------ RECORDS TO PROCESS ------

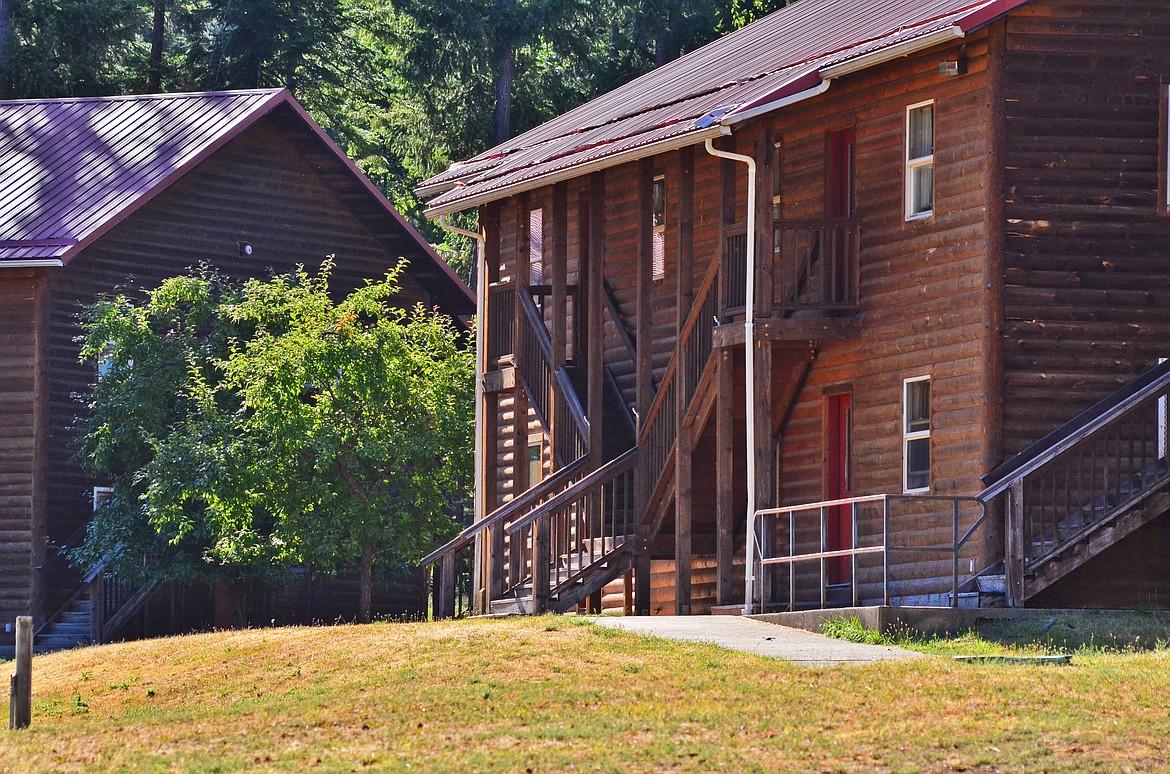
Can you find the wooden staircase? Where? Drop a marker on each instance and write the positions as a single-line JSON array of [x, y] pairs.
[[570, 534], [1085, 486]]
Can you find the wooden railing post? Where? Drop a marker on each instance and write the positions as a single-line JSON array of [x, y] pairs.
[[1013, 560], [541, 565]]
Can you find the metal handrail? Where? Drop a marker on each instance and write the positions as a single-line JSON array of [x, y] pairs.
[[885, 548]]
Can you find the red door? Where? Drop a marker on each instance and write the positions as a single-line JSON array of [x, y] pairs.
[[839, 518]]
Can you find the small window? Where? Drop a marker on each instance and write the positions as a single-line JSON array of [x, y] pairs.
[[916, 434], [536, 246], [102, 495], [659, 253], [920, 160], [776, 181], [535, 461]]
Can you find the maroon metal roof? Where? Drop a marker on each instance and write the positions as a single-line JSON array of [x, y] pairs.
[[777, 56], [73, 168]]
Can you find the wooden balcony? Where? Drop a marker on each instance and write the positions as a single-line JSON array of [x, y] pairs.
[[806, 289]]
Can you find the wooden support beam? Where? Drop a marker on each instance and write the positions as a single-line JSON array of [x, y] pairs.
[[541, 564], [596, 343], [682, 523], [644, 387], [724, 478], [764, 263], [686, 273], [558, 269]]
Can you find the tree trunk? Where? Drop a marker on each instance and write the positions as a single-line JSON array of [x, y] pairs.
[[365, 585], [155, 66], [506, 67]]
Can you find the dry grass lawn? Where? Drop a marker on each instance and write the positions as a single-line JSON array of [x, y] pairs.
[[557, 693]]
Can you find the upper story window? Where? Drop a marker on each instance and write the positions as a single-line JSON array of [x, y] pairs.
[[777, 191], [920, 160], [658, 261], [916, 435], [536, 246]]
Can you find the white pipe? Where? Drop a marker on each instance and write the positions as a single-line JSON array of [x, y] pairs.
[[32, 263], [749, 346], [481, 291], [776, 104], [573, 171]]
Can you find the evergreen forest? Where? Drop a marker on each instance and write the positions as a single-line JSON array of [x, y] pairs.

------

» EXERCISE REQUIREMENTS
Without including any picture, copy the listing above exactly and in full.

» ANSWER TO THE PROBLEM
Can you find the wooden staircase? Where? Drop a marker on each instance and write the positions as a single-line JSON array of [x, y] pairs.
[[570, 534], [1085, 486]]
Can you find the wooden railing post? Where? Drop a marker on each instance and write the positions as a single-line JSON array of [x, y] pairs.
[[1013, 560], [541, 565]]
Can you find the metal handrail? Where? Drop a marker on each instance and write the positions as a single-line JSON array of [x, y] pairs.
[[885, 548]]
Can you find the red door? Where? Drop a marker on each instance and write the positions as a single-line JSON array of [x, y] pairs.
[[839, 518]]
Can you find the small window? Where? Drop a marker on each instance and write the positions as a single-line JSON array of [x, y] pairs.
[[916, 434], [536, 246], [102, 495], [659, 253], [920, 160], [776, 181], [535, 461]]
Can you find the maroon metal roof? Where? Drop a marker on each instance and write the positions as a single-line JSON array of [x, y] pairs.
[[777, 56], [73, 168]]
Can you find the wooden balcony? Where? Drop a marker on each instance and write the positions as a single-line JSON array of [x, y] pairs.
[[806, 289]]
Can you find the wooden support beam? Where? Drop a marker on each instance and write the positions as a single-line JSON array of [x, y] pairs.
[[541, 564], [596, 343], [682, 523], [644, 387], [724, 478], [764, 263], [686, 273], [558, 269]]
Can you find the tree trunk? Where? Drop a marker on each instance and write the positions as a single-line JSON array of [x, y] pairs.
[[365, 585], [155, 66], [506, 67]]
Can you find the dry grass lawn? Where? Drop a marker on each instance and write the positions as a single-line JSON array of [x, y] pairs.
[[557, 693]]
Can you find the upper story window? Where? Drop a marker on each instance and write the positions as a single-line JSON array of [x, y] pairs.
[[777, 191], [920, 160], [658, 261], [916, 435], [536, 246]]
Can you find the white pipe? Where? Drop a marker on each instance and write the positions as a single-line JSON array of [x, y] pairs.
[[32, 263], [749, 346], [481, 291], [776, 104], [573, 171]]
Can you find the evergreen forest? Where? Drop a marker on each instance and write the positions as a single-line JSON array of [x, y] pairs.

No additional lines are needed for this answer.